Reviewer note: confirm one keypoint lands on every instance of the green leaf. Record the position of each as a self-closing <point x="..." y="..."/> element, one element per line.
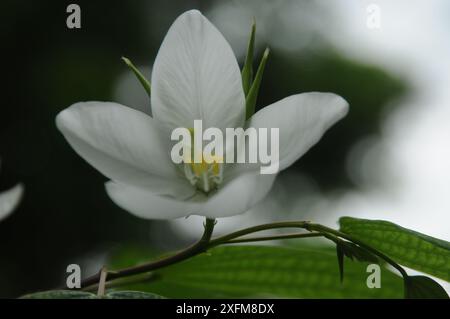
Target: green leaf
<point x="340" y="256"/>
<point x="60" y="294"/>
<point x="247" y="70"/>
<point x="250" y="101"/>
<point x="407" y="247"/>
<point x="351" y="251"/>
<point x="132" y="295"/>
<point x="248" y="271"/>
<point x="145" y="83"/>
<point x="422" y="287"/>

.....

Each entry above must be set down word for word; none of its pictures belong in the copy.

Exercise response
Reviewer note: confirm one keypoint lands on every instance of the green leaf. Record the position of each as a self-closing <point x="..." y="..."/> element, one element per line.
Target: green leaf
<point x="340" y="256"/>
<point x="60" y="294"/>
<point x="247" y="70"/>
<point x="250" y="101"/>
<point x="407" y="247"/>
<point x="351" y="251"/>
<point x="132" y="295"/>
<point x="248" y="271"/>
<point x="145" y="83"/>
<point x="422" y="287"/>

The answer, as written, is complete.